* _Challenge_: Produce an exact copy of the lines from the line that contains "[278, 160], one" to the end of the listing below.
Start Record excerpts
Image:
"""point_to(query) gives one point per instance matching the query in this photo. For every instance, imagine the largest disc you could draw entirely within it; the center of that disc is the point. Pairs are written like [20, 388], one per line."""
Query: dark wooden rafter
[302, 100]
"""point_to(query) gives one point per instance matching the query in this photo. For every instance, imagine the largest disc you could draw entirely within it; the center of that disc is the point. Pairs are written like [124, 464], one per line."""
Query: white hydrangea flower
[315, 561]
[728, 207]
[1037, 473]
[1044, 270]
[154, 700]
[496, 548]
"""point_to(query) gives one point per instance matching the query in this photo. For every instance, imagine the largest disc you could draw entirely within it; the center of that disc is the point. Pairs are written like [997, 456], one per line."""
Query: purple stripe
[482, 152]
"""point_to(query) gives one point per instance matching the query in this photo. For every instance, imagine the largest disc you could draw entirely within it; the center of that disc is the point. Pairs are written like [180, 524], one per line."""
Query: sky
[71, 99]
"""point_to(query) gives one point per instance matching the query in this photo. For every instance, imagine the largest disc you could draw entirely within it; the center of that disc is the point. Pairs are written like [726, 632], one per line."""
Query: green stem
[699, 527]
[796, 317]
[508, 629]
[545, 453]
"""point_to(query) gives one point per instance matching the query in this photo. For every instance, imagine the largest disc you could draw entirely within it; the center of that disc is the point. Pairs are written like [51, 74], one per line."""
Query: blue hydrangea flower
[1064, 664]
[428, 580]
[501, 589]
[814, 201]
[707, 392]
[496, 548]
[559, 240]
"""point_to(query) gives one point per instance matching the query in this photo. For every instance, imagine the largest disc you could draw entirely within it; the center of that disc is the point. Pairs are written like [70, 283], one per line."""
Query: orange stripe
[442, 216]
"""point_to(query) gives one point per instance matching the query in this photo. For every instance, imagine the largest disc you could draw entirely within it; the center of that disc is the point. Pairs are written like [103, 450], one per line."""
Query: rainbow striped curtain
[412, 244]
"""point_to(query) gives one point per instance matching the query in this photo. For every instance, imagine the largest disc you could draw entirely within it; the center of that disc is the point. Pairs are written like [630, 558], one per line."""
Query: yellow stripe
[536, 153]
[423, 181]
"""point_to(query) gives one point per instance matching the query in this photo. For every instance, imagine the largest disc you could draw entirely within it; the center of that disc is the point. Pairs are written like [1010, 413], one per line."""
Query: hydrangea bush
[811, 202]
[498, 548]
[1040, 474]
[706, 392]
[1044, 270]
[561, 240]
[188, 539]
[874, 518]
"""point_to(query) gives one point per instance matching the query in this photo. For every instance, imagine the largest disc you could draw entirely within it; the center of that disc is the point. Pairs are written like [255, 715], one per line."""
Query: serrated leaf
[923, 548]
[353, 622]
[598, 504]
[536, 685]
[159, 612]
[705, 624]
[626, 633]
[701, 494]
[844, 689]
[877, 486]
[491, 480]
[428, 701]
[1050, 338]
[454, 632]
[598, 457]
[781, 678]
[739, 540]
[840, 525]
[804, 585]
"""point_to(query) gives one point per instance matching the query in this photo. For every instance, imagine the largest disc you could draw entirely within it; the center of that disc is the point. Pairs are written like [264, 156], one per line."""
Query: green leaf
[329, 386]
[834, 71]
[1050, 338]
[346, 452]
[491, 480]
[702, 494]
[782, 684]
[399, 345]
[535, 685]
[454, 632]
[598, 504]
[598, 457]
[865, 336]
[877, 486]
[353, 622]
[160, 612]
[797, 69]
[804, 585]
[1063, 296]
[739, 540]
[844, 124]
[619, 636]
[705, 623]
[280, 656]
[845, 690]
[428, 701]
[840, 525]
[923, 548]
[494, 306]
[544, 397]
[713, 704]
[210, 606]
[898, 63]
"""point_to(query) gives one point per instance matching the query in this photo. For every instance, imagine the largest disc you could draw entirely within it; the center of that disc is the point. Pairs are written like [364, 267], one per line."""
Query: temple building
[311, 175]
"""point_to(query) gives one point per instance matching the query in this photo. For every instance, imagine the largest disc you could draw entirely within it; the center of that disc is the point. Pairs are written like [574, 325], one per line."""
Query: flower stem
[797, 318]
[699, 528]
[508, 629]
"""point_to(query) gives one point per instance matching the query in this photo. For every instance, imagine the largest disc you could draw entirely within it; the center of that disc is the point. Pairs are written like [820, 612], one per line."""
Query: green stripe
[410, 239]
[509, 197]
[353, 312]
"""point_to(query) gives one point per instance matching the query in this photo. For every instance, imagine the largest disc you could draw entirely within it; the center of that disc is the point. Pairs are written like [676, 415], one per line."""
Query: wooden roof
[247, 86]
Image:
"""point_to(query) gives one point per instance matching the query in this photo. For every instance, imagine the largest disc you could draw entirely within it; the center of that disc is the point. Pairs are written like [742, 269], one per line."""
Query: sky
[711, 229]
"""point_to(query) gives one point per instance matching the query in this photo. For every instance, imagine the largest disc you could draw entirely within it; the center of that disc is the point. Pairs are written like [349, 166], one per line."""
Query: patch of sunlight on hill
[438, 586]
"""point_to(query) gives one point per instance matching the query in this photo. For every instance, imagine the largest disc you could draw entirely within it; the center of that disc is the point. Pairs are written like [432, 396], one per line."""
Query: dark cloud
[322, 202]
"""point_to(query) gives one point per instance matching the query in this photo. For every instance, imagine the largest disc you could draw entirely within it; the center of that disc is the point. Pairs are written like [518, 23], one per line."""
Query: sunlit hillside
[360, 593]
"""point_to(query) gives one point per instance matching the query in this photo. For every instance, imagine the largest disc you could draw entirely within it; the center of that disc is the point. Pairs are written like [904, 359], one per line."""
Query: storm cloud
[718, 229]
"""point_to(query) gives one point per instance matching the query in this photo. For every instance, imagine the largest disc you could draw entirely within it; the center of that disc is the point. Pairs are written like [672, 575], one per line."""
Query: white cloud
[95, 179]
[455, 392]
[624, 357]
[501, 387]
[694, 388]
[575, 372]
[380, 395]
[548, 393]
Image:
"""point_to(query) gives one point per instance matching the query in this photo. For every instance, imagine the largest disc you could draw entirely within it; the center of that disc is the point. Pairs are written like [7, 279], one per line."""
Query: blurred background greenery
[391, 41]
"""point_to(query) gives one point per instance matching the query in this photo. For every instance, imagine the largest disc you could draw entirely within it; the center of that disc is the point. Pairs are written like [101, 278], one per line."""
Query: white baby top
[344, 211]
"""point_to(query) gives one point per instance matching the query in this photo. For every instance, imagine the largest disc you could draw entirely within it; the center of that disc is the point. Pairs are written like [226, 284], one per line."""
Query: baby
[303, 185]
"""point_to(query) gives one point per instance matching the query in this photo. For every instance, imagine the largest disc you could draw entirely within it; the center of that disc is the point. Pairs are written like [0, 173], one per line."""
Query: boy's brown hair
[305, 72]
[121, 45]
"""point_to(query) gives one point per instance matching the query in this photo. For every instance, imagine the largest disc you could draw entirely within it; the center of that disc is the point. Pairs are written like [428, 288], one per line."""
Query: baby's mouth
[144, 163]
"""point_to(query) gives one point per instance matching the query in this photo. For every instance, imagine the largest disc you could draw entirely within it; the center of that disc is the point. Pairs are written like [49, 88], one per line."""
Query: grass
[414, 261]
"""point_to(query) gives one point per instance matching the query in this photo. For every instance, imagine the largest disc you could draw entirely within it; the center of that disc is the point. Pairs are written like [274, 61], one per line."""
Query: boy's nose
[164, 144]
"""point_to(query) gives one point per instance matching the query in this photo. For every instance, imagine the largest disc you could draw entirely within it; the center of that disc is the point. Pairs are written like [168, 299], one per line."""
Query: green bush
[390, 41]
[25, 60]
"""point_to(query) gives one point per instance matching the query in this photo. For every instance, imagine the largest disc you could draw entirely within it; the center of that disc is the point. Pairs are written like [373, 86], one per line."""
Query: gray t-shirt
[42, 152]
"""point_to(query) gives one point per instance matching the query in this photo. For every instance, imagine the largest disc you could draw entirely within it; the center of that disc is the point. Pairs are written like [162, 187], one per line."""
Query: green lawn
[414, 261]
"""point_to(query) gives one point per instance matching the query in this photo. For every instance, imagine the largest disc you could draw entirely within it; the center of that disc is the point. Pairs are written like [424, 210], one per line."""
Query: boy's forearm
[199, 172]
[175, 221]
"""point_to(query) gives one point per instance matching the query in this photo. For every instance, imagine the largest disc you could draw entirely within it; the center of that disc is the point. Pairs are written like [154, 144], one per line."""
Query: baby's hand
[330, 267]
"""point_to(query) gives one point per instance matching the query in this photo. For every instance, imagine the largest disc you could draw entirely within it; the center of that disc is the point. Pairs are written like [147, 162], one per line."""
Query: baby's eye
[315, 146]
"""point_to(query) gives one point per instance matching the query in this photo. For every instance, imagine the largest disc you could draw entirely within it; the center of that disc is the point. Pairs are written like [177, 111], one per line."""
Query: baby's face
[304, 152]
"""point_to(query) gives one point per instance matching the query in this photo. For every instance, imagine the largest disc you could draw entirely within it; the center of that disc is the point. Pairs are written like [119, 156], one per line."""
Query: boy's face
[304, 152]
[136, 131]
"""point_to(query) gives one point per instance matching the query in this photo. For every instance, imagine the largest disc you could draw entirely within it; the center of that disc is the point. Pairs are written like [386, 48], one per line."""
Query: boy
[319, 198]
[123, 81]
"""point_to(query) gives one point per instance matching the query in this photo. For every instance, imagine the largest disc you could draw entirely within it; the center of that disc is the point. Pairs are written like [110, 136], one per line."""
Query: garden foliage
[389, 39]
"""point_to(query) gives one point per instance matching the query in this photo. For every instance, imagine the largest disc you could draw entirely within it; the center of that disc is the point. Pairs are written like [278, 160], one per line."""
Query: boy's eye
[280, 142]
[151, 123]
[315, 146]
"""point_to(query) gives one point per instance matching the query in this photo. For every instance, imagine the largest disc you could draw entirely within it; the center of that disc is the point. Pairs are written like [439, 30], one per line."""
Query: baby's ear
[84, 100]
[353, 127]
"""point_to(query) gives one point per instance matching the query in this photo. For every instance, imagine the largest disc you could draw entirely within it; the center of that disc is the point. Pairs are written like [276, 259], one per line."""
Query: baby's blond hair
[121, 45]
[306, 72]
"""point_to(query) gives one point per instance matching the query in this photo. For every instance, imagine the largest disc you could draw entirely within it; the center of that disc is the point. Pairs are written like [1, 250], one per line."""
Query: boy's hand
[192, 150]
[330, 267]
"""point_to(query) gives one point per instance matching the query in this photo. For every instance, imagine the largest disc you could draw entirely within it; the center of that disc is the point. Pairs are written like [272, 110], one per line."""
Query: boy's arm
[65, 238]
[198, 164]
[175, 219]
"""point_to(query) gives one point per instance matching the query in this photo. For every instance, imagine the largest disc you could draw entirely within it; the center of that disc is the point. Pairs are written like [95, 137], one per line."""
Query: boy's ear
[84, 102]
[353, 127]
End Record excerpts
* _Solution_:
"""point_to(query) gives one point per instance matching the query in this photo. For every instance, imagine the largest disc you could draw entirely within it; the center of that disc is the point. Pairs are written like [278, 160], one per line."""
Query: boy's eye
[280, 142]
[151, 123]
[315, 146]
"""point_to(query) gives one point per instance matching the query in this photo. For every instance, imagine the largest disc you could draw entirely within it; the center of that disc is the point. Pairs are written like [439, 30], one per line."""
Query: baby's ear
[84, 100]
[353, 127]
"""point_to(query) gives one point per instance matching the query in this photo. For every instance, imagine the largest disc you could draw entirely within it; the center of that disc is the point. Pairs are written like [276, 259], one per line."""
Query: baby's blond hair
[121, 45]
[306, 72]
"""point_to(query) gives one point per instance matching the query in this photo. For every instance, imagine the largest disc you could draw entirely within it; the center of that disc is the point. Pairs are written like [1, 250], one per line."""
Query: boy's hand
[192, 150]
[330, 267]
"""point_to(query) gives one point per instance matching the query in this photo. For every instance, imagine the largest disc you could draw entirely within it; the center of that disc is the point. Pairs are written like [272, 110], one per line."""
Query: boy's arm
[65, 238]
[198, 164]
[175, 219]
"""point_to(query) gives one point per instance matching the query in this photo. For every instance, imagine the largest disc you could draw entirely within it; the center of that disc is the point. Pairs are written like [95, 137], one per line."""
Query: boy's ear
[84, 102]
[353, 127]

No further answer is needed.